Alıştırma yönergeleri:
A: Hakan Şükür'ü anlatan metinde "Modern Türk futbol" sözleriyle başlayıp "büyük katkılar verdi." sözlerine kadar süren bölümü hiç değiştirmeden yazınız.
B: Hakan Şükür'ü anlatan metne dayanarak şu soruları cevaplayınız:
(i) Hakan Şükür, "Altın ayak" ödülüne kiminle birlikte layık görülmüştü?
(ii) Sepp Piontek hangi yılda A Milli Takım teknik direktörü oldu?
(iii) Hakan Şükür'ün ilk hocası kimdir?

Verilen metin:
Hakan Şükür’ü silebilir misiniz futbol tarihinden? [Haber-İnceleme: Efe Yiğit]

Hakan Şükür ve Andres Iniesta 'Altın ayak' ödülüne layık görülmüştü.

Modern Türk futbol tarihi, biraz da Hakan Şükür’ün tarihidir desek abartılı olmaz. Türk futbolun makus talihi değişmeye 1990’da Sepp Piontek’in A Milli Takım teknik direktörü olmasıyla başladı. Bu değişimde Hakan Şükür, Piontek’in kafasındaki ‘futbol devriminin’ en önemli figürlerinden biri oldu. Bursaspor’da başlayan çıkış yılları, Galatasaray’da kısa sürede zirveye ulaştı. Ülke futbolunun kazandığı tarihi başarıların altında imzası olan isimlerden biriydi Hakan Şükür. Unutulmaz maçlar oynadı, unutulmaz goller attı. ‘İlklerin’ yaşanmasında çok büyük katkılar verdi.

MÜCADELE İÇİN DOĞMUŞ

Futbola Sakaryaspor’da başlayan Hakan Şükür’ün ilk hocası Ekrem Karaberber, sırasıyla sol açık, orta sahanın ortası, sağ kanat ve zaman zaman da libero oynattı Hakan’ı. Son olarak santrfor mevkiinde forma giyen Hakan’ın, iyi bir golcü olarak yıldızı parladı sonra. Hakan’ın bitmeyen ve yılmayan bir hırsı vardı. Hocası Karaberber, “Sen vuruyorsun o saldırıyor, sen vuruyorsun o saldırıyor. Mücadeleciydi, asla pes etmezdi. Kaytarmazdı, çalışmayı da çok severdi” dediği Hakan Şükür, o yıllarda futbolun yanında basket oynamış, atletizm takımında yer almıştı. Komple bir sporcuydu kısacası.

(Açıklamalı koordinat kayıtları)
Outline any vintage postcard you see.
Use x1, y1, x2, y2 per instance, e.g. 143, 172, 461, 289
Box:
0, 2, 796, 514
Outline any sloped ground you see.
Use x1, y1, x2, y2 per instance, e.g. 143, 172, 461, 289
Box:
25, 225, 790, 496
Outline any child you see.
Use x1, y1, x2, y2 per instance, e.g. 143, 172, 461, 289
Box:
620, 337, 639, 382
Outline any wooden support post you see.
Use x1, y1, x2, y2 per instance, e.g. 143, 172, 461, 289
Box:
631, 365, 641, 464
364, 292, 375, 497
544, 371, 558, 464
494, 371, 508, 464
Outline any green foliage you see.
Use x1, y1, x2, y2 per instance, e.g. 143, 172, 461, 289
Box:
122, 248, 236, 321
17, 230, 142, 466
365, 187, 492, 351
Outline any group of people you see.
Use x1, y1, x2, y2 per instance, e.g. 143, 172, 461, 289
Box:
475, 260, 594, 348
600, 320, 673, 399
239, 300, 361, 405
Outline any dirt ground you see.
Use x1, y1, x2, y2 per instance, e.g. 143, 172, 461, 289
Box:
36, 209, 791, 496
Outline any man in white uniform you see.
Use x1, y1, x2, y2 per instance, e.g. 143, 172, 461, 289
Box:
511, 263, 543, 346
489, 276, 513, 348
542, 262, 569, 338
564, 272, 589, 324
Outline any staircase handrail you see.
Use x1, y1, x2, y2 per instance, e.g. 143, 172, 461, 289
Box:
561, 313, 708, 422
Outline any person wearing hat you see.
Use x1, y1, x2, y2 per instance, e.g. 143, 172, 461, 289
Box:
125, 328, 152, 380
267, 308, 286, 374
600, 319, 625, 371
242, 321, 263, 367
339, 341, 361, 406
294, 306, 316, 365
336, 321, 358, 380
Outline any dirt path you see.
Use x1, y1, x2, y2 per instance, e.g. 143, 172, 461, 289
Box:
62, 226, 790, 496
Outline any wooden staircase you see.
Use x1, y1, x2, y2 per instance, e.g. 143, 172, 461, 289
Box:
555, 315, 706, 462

Yanıtlar:
A:
Modern Türk futbol tarihi, biraz da Hakan Şükür’ün tarihidir desek abartılı olmaz. Türk futbolun makus talihi değişmeye 1990’da Sepp Piontek’in A Milli Takım teknik direktörü olmasıyla başladı. Bu değişimde Hakan Şükür, Piontek’in kafasındaki ‘futbol devriminin’ en önemli figürlerinden biri oldu. Bursaspor’da başlayan çıkış yılları, Galatasaray’da kısa sürede zirveye ulaştı. Ülke futbolunun kazandığı tarihi başarıların altında imzası olan isimlerden biriydi Hakan Şükür. Unutulmaz maçlar oynadı, unutulmaz goller attı. ‘İlklerin’ yaşanmasında çok büyük katkılar verdi.

B:
(i) Andres Iniesta ile.
(ii) 1990'da.
(iii) Ekrem Karaberber.